* _Complete the following_
[1] In the article about Professor Colin Blakemore's talk, where did he complete his PhD?
[2] Continue the article about Professor Colin Blakemore's talk, starting after its last sentence.

* _Excerpted passage_
+ + + + + + +

ONE of Britain’s leading scientists is giving a talk at Bishop Wordsworth’s School in Salisbury on March 7.

Professor Colin Blakemore is a fellow of the Royal Society and of the Academy of Medical Science.

He is currently professor of neuroscience and philosophy at the School of Advanced Study in London, a member of ten other academies of science and the winner of awards in Britain, America, France, Switzerland, Ireland and the Czech Republic. Prof Blakemore studied medical sciences in Cambridge before doing a PhD at Berkeley, California.

He worked in Cambridge and then Oxford, and has been a visiting professor at many of the world’s universities and research institutes.

Prof Blakemore directed the Oxford Centre for Cognitive Neuroscience and he was the chief executive of the Medical Research Council.

He is also a broadcaster and writer, and the youngest person to give the Reith Lectures.

+ + + + + + +

* _Data listing_
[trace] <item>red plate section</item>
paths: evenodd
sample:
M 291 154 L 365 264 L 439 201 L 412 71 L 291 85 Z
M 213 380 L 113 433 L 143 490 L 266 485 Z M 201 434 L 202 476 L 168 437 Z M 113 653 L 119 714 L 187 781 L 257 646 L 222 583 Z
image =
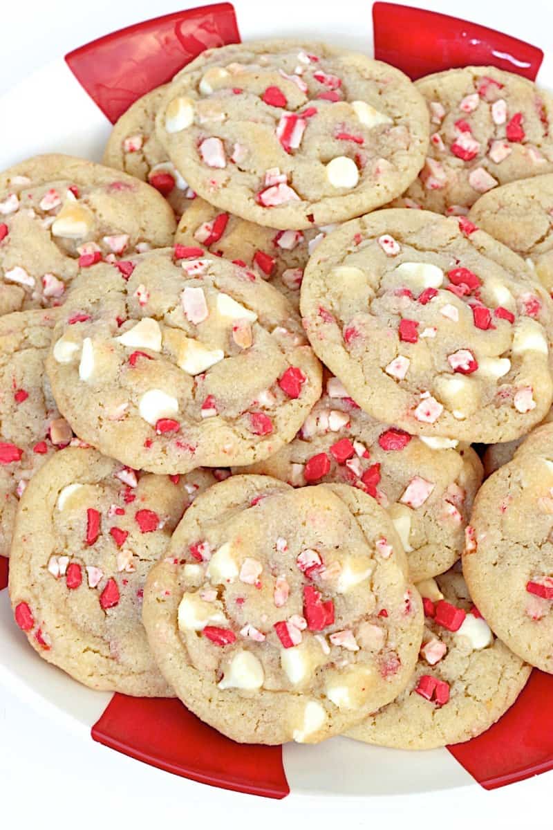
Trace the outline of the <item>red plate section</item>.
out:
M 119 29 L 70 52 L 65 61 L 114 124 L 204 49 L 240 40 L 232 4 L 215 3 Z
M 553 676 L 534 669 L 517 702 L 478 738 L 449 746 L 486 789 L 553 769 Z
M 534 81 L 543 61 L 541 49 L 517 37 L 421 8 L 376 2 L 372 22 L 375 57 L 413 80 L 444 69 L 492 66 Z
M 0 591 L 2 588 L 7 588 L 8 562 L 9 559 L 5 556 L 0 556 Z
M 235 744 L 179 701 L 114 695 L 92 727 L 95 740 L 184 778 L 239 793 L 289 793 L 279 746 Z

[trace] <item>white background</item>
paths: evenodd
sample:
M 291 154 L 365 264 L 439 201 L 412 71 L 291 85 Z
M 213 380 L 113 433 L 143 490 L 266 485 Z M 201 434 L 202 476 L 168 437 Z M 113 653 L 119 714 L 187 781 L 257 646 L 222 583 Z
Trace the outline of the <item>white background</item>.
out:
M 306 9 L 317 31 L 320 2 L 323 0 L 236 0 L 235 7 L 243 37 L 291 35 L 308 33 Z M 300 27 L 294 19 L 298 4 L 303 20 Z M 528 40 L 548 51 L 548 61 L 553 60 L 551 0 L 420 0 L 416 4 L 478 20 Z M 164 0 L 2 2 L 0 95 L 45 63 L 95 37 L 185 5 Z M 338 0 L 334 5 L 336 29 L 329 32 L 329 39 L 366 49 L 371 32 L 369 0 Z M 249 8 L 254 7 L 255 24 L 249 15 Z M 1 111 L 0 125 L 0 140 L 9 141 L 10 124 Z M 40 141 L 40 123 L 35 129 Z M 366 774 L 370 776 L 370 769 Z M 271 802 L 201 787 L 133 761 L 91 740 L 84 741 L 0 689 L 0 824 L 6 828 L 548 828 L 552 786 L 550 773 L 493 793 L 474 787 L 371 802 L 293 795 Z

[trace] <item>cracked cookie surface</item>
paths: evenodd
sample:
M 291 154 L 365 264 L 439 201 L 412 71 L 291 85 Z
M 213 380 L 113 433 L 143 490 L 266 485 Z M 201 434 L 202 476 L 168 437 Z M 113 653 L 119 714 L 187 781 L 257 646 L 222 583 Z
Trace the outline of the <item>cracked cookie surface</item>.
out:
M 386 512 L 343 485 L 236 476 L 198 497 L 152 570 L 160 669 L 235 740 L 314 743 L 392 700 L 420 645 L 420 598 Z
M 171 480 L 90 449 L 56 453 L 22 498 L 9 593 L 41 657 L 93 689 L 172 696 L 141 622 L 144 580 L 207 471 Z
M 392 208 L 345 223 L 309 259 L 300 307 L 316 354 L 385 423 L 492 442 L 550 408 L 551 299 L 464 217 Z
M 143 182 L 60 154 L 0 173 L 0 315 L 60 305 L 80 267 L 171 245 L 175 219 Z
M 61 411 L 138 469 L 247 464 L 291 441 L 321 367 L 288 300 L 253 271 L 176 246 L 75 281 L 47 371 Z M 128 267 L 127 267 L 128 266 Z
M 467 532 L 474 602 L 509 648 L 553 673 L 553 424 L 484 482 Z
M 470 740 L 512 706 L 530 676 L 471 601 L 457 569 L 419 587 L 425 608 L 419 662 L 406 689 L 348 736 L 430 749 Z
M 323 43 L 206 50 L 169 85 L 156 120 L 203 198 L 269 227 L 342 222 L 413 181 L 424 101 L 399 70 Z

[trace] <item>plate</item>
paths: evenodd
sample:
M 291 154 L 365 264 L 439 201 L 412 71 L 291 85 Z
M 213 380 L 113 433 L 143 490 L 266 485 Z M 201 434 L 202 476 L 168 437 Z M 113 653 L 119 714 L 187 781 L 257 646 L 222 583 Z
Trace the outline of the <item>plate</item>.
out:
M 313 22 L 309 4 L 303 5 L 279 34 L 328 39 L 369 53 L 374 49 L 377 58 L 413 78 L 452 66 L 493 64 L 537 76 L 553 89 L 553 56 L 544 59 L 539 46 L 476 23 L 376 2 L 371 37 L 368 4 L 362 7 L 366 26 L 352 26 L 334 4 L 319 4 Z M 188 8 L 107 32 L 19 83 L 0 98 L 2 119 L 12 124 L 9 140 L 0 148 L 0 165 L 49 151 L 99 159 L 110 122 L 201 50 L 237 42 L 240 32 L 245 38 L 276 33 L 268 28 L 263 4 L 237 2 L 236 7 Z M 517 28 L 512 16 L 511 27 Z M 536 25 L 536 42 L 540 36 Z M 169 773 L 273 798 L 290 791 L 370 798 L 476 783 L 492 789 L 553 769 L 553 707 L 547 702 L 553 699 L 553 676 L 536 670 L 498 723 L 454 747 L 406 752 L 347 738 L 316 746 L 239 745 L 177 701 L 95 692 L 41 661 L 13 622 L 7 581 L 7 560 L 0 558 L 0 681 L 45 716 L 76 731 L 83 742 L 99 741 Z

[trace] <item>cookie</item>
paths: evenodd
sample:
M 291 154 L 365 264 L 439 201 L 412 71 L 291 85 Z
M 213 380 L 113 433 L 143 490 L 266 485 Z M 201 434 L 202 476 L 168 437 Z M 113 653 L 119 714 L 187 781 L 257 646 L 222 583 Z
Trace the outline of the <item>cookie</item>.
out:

+ + + + + + +

* _Written responses_
[1] At Berkeley, California.

[2]
He won the Royal Society’s Michael Faraday Award for science communication and has written, presented or contributed to hundreds of television and radio programmes, including the Royal Institution Christmas Lectures and The Mind Machine.

The title for his lecture will be The Unbearable Lightness of Seeing and it is about visual perception - the difference between the sort of information reaching the brain and the way in which we actually see the world. The 2014 Mullins Lecture will start at 7pm, with a question and answer session to follow.